Task brief – Print, exactly as given, each line of the data from the line containing "Return one point per instance of the coat" up to and including its last line.

Rows from a dataset:
★ ★ ★ ★

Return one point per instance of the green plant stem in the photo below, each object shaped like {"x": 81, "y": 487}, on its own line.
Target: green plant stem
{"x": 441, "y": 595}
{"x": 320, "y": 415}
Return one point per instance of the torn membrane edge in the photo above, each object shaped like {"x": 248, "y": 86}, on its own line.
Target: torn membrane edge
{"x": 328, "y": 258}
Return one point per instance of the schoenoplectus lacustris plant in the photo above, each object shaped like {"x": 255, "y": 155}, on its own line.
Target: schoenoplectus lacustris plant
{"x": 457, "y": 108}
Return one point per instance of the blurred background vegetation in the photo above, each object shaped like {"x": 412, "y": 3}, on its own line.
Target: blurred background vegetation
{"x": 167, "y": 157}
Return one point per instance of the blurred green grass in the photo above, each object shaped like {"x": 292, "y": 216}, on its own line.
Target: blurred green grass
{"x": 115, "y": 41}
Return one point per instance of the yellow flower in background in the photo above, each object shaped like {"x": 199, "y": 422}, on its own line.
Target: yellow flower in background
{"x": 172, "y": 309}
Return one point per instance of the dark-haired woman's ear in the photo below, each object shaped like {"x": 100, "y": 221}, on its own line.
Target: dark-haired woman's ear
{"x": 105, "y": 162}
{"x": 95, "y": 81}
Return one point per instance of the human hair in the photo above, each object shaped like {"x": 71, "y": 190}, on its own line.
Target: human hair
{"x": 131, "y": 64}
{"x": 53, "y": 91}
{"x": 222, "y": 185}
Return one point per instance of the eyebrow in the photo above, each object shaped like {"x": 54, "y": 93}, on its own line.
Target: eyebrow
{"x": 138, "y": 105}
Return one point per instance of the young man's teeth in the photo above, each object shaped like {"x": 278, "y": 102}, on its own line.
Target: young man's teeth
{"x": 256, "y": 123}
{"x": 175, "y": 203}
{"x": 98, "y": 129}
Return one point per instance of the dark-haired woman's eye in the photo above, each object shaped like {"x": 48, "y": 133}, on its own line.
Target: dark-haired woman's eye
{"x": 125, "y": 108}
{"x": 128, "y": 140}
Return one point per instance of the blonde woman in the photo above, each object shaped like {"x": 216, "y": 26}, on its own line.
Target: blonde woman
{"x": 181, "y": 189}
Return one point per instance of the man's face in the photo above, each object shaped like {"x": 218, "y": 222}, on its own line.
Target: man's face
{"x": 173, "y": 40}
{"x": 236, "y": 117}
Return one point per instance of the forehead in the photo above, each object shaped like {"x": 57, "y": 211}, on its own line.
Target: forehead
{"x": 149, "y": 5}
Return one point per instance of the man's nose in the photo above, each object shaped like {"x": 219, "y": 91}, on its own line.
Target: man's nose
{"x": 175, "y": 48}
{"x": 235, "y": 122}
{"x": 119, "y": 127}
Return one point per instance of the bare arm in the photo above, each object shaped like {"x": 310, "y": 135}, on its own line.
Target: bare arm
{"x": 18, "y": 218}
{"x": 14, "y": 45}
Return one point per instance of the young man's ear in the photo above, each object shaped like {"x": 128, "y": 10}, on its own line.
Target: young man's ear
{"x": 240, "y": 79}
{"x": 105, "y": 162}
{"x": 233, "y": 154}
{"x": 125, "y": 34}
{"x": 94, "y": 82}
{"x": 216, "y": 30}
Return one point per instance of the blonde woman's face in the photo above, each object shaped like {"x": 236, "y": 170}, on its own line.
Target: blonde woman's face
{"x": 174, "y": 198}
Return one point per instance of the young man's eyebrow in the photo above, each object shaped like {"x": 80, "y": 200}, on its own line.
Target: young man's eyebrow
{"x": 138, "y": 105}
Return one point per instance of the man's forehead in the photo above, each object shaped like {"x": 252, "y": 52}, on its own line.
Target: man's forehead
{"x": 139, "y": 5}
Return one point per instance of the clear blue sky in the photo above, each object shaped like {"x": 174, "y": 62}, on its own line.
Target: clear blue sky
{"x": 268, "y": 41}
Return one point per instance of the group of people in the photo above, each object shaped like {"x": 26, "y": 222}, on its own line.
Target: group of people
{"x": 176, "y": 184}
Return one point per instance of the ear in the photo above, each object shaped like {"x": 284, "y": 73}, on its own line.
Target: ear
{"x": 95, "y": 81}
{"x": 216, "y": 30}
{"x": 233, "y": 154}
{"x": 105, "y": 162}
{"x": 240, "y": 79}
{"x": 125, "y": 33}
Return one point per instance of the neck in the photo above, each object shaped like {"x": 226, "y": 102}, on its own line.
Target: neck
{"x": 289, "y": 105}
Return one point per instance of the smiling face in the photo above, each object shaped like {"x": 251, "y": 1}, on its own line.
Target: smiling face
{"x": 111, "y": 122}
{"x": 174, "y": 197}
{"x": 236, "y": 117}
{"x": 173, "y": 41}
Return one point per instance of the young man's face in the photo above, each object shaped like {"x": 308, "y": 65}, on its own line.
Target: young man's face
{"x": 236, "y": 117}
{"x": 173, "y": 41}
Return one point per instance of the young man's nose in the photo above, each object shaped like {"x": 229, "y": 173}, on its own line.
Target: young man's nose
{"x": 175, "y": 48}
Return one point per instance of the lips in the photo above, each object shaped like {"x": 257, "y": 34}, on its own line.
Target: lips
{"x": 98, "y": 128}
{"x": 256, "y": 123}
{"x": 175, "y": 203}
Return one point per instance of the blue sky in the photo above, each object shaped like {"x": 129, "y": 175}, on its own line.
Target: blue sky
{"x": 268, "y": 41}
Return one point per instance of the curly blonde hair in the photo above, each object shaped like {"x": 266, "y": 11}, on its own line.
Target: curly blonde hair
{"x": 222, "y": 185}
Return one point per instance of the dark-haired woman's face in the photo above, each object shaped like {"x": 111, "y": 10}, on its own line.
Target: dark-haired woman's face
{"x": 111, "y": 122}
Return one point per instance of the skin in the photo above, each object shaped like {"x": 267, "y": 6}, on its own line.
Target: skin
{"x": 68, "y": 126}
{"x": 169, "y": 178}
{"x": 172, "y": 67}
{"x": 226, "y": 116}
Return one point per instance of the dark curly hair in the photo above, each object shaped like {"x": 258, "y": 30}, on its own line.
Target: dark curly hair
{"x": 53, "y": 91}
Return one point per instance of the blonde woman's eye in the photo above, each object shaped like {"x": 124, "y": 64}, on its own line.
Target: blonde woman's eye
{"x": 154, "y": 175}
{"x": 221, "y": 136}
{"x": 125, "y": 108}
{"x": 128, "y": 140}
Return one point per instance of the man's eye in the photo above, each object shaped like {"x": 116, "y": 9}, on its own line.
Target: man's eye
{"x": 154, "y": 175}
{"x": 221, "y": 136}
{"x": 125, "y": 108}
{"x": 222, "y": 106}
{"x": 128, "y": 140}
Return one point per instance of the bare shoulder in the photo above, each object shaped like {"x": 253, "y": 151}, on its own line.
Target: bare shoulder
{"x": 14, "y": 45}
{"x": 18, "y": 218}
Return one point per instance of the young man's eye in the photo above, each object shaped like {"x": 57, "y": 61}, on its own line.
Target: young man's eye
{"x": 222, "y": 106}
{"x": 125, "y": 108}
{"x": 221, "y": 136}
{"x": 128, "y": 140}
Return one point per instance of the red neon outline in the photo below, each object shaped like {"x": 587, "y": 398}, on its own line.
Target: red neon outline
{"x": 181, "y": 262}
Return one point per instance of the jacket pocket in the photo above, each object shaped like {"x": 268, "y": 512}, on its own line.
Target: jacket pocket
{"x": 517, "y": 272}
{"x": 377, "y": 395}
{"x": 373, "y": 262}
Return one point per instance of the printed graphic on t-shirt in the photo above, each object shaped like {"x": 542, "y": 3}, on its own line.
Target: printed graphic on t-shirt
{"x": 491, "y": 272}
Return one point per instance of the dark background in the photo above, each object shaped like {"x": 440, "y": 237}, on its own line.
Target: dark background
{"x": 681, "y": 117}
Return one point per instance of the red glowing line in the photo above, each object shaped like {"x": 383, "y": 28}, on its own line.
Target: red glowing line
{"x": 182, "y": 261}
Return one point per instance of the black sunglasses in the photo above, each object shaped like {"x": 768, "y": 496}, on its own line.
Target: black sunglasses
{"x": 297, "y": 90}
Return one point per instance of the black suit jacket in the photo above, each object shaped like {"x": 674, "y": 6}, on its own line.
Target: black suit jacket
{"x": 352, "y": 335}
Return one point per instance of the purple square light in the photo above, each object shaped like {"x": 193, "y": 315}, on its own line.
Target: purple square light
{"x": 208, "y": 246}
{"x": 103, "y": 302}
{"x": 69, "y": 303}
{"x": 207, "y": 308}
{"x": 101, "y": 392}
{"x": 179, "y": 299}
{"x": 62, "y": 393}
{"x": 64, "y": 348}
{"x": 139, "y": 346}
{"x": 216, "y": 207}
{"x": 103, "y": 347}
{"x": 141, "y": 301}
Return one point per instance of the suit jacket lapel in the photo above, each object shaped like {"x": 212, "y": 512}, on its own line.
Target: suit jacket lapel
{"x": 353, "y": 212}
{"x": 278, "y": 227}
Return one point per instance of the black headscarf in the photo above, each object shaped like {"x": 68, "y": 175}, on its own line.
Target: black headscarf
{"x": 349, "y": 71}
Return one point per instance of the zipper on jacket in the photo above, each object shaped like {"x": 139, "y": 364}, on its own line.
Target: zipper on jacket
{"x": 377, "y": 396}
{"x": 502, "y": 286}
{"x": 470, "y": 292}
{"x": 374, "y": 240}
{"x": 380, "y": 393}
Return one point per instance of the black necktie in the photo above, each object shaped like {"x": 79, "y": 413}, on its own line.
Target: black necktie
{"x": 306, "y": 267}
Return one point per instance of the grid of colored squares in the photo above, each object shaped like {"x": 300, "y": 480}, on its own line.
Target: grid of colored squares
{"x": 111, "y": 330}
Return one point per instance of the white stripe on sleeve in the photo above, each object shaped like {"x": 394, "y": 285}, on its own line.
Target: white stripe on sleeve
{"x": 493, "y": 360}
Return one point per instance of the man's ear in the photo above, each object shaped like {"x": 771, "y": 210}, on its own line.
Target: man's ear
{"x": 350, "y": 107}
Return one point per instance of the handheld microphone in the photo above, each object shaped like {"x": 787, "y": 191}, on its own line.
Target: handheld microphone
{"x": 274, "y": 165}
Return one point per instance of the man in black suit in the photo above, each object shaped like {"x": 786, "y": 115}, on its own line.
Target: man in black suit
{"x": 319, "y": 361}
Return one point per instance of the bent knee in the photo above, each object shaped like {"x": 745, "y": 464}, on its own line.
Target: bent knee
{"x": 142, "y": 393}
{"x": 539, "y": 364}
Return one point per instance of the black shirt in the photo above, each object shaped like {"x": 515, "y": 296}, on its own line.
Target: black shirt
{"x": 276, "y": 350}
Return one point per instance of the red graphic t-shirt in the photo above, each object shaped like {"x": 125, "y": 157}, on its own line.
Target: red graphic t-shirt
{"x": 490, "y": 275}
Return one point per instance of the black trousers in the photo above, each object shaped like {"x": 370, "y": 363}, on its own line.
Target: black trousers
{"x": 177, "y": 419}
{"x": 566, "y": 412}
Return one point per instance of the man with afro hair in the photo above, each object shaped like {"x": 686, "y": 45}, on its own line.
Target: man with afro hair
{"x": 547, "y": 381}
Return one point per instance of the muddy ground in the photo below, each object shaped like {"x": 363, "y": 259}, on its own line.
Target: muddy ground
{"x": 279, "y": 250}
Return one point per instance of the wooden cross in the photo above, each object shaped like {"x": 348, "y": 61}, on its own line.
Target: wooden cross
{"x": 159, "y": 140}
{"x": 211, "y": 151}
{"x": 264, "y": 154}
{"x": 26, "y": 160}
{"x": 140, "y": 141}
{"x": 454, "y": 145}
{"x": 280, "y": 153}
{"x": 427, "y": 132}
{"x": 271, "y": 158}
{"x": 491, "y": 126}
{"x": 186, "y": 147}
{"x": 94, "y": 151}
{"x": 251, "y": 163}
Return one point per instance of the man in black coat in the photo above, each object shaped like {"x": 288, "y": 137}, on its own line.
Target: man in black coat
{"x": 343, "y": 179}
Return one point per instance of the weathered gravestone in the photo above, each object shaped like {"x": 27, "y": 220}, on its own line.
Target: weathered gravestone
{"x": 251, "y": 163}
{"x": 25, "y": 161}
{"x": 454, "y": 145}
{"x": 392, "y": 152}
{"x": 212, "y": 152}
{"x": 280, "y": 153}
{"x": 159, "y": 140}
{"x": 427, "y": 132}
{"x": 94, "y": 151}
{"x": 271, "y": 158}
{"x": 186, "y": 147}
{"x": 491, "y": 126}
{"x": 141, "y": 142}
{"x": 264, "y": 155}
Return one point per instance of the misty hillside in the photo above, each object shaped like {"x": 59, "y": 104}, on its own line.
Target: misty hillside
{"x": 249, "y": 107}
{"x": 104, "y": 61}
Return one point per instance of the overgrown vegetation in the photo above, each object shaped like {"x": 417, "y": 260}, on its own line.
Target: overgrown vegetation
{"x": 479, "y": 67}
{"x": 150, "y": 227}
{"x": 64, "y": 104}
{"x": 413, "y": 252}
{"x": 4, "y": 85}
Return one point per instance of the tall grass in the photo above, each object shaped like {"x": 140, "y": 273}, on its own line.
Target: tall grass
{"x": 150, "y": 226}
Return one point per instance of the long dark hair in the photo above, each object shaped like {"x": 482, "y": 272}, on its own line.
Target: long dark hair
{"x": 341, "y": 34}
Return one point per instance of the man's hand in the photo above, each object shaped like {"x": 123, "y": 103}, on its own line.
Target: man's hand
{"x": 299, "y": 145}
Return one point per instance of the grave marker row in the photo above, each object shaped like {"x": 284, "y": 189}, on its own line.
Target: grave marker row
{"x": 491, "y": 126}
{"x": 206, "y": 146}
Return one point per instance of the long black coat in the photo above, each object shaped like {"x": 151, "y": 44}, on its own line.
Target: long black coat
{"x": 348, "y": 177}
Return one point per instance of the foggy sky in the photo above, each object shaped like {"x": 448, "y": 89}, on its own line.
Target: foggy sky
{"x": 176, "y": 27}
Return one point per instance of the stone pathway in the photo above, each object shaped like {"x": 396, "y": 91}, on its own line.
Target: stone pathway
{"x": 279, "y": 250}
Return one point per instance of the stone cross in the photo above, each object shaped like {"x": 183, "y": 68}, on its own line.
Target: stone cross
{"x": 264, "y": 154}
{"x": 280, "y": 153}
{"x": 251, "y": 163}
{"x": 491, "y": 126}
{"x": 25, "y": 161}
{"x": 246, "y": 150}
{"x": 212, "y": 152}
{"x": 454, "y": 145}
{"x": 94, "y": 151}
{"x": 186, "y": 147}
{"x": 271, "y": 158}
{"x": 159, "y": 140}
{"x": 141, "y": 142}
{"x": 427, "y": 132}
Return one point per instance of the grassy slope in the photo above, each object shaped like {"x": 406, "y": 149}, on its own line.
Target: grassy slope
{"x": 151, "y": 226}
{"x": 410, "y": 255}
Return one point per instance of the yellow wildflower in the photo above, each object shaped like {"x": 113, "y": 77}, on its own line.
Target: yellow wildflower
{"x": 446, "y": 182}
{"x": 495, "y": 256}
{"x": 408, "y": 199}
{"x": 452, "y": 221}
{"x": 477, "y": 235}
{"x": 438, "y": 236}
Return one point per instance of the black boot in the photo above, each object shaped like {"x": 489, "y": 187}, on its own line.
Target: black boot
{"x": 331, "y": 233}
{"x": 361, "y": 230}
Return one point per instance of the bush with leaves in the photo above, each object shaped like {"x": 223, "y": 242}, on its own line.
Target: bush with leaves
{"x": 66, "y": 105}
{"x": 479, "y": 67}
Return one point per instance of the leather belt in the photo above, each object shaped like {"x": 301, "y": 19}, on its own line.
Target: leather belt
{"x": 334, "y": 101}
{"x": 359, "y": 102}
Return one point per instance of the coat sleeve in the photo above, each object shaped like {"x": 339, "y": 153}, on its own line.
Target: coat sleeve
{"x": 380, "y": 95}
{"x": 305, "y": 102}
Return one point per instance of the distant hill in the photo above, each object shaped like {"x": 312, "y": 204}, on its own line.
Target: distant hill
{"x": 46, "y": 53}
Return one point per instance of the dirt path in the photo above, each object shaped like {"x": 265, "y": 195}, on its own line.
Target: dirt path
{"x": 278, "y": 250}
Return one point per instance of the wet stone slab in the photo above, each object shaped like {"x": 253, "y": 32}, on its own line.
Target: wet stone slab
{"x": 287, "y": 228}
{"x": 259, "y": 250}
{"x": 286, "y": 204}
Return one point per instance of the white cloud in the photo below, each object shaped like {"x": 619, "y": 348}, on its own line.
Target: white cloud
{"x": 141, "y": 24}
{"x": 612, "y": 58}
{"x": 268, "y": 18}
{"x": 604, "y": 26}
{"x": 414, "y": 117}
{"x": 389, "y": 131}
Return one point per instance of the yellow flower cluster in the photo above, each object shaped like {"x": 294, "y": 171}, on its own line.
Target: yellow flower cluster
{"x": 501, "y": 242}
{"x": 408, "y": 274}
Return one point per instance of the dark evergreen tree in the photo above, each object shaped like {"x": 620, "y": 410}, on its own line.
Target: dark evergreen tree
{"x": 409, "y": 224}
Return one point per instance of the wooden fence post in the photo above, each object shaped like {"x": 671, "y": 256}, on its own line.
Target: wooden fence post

★ ★ ★ ★

Result of this task –
Return one point per instance of the coat sleeve in the photo above, each object shaped like {"x": 339, "y": 153}, on its own line.
Target: coat sleeve
{"x": 380, "y": 95}
{"x": 305, "y": 102}
Return one point per instance of the distant hill in the photo above, each object shaped like {"x": 312, "y": 204}, on its own line.
Target: distant hill
{"x": 46, "y": 53}
Return one point per instance of the dirt path in the photo above, each object shaped like {"x": 265, "y": 195}, on its own line.
Target: dirt path
{"x": 278, "y": 250}
Return one point per instance of the wet stone slab in the photo above, each object shaped like {"x": 253, "y": 32}, on its own line.
Target: wet stone slab
{"x": 287, "y": 228}
{"x": 259, "y": 250}
{"x": 286, "y": 204}
Return one point per instance of the white cloud in the photo below, each object shaped like {"x": 619, "y": 348}, on its own line.
Target: white cloud
{"x": 141, "y": 24}
{"x": 612, "y": 58}
{"x": 268, "y": 18}
{"x": 604, "y": 26}
{"x": 414, "y": 117}
{"x": 389, "y": 131}
Return one point per instance of the yellow flower cluster in the photo above, each object shaped like {"x": 294, "y": 171}, on its own line.
Target: yellow flower cluster
{"x": 501, "y": 242}
{"x": 408, "y": 274}
Return one point per instance of the dark evergreen tree in the photo above, each object shaped like {"x": 620, "y": 410}, on its own line.
Target: dark evergreen tree
{"x": 409, "y": 224}
Return one point per instance of the wooden fence post in the photo above, each object shaped like {"x": 671, "y": 256}, on its own line.
Target: wooden fence post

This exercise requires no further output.